# Text:
※ ※ ※
In this bold and innovative Roman production, the setting is contemporary but no precise location or period is identified. Usurpers have taken the land and the women to the rightful owners who rebel to get them back. There is a single basic set, as in a 2013 Royal Opera House production, available on DVD. In the British production, the set is the Opéra-Palais Garnier in the mid-nineteenth century (with the choir in the boxes). In this production, Valentina Carrasco (director), Richard Peduzzi (sets), Luis F Cavalho (costumes) and Peter van Praet (lighting) bring out the collective and individual drama in an arid Sicily, burned by the sun, where the sea leaks on the horizon but only in the second of five acts. It seems to be in the central Sicily of sulphur mines and stone quarries. The set elements are simple, also due to structural aspects of the opera house, but effective. The political reading is intertwined with the intimate drama - the relationship between father and son.
The musical reading by Daniele Gatti is possible thanks to the excellent level of the Orchestra of Teatro dell’Opera di Roma. It is very different from those, for example, by Gianluigi Gelmetti, heard in Naples in 2011, and the then young Riccardo Chailly in a production (of the Italian version) in Bologna in 1986, memorable for the vocal cast, the stage direction by Luca Ronconi and the sets and costumes by Pasquale Grossi.
※ ※ ※
# Entries from a collection:

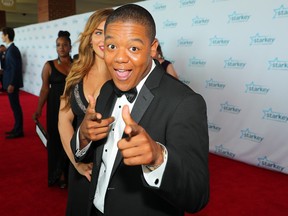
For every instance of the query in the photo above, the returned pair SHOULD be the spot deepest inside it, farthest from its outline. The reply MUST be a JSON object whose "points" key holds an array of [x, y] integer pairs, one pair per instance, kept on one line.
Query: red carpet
{"points": [[237, 189]]}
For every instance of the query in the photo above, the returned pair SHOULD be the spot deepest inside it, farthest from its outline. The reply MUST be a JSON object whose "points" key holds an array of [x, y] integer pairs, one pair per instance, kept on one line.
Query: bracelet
{"points": [[154, 167]]}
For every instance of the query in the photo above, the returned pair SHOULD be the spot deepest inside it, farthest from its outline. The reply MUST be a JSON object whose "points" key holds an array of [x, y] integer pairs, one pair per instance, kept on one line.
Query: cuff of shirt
{"points": [[154, 178]]}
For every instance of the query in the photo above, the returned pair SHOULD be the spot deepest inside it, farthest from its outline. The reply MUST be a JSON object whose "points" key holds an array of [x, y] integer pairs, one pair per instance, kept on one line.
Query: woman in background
{"points": [[54, 74], [167, 65], [86, 77]]}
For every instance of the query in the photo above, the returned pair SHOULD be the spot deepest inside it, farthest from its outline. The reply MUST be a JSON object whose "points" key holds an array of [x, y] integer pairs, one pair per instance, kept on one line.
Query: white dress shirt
{"points": [[153, 178]]}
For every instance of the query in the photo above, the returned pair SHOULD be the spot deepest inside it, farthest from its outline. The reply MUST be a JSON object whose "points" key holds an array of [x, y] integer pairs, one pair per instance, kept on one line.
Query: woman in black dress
{"points": [[86, 77], [53, 82]]}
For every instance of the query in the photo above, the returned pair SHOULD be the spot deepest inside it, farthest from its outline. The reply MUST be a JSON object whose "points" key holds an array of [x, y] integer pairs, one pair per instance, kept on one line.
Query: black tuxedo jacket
{"points": [[13, 68], [175, 116]]}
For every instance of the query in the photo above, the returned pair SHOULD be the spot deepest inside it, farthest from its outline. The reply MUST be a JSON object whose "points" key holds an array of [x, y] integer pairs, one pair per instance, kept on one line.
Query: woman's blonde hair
{"points": [[86, 54]]}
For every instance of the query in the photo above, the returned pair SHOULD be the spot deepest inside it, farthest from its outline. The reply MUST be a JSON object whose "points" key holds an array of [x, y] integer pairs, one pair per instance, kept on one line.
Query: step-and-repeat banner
{"points": [[234, 53]]}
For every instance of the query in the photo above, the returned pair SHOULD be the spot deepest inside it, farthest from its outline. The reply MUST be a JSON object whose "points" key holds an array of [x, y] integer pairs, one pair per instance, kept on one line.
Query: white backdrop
{"points": [[232, 52]]}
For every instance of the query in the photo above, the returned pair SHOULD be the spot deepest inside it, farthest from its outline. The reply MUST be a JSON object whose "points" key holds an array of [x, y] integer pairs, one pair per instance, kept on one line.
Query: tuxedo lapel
{"points": [[142, 103], [105, 106]]}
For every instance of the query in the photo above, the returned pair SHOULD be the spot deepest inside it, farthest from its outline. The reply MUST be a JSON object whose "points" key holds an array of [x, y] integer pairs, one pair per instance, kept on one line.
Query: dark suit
{"points": [[175, 116], [2, 60], [13, 76]]}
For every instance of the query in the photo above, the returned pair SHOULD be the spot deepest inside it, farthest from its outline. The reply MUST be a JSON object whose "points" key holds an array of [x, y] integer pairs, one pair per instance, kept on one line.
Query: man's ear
{"points": [[154, 46]]}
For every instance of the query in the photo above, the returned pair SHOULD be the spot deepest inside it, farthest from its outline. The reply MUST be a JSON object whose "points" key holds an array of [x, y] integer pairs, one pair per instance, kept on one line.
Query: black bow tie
{"points": [[130, 95]]}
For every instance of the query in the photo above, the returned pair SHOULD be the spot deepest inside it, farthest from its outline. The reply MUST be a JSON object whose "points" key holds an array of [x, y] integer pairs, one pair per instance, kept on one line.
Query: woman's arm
{"points": [[66, 131]]}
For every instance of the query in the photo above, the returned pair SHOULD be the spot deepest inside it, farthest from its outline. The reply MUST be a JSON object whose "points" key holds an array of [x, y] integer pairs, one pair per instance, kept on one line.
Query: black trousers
{"points": [[96, 212], [17, 111]]}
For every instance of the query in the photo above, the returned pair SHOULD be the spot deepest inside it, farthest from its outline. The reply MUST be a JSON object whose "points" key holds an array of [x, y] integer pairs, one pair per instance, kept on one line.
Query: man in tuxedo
{"points": [[13, 81], [153, 161], [2, 62]]}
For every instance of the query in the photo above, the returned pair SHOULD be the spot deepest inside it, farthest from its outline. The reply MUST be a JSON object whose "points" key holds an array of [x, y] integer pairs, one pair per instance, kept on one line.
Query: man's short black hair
{"points": [[134, 13]]}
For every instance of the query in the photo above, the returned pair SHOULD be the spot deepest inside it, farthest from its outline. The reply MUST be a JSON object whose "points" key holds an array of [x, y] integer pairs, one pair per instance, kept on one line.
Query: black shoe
{"points": [[15, 135], [9, 132]]}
※ ※ ※
# Directions:
1. Answer these questions about the opera review:
(a) Who designed the sets for the Roman production?
(b) In which of the five acts does the sea show on the horizon?
(c) In what city and year was Gianluigi Gelmetti's reading heard?
2. Go on with the review of the Rome opera production, starting right after its last sentence.

# Per-task answers:
1.
(a) Richard Peduzzi
(b) The second act
(c) Naples, 2011

2.
Gatti emphasizes better than others how Verdi shortens the middle times in between musical numbers. Gatti also shows quite well the intertwining of the various main themes, especially the theme of the relationship between father and son with the others - ie political struggle, love between Hélène and Henry, and Jean Procida's determination. The leading theme for the relationship between father and son takes on a strong melodic connotation that Gatti already shows in the great orchestral introduction.
With a real coup de théâtre, the ballet of the third act is not the usual decorative element that ends up in the conspiracy against the French, but the re-enactment of the previous political and social events through the memories (and feelings) of the protagonists. Some disliked it, but it was applauded warmly by most in the audience.
As in all grand opéra there are numerous characters on stage, but the real protagonists are Hélène, Henri, Guy de Monfort, Jean Procida and the choir, directed admirably, as always, by Roberto Gabbiani.
Among the protagonists, the men are perfect in their French diction, always a difficult challenge for non-native singers. Michele Pertusi is Jean Procida - the only character who does not have a psychological development in the work - of great impact since the aria 'Palerme, mon pays' earned him open-stage applause.
John Osborn's Henry has the right high texture and gorgeous treble that he sports in the duet with Roberto Frontali (Guy de Montfort), 'Au sein de ma puissance', and in the aria 'Ainsi vous gémissez'.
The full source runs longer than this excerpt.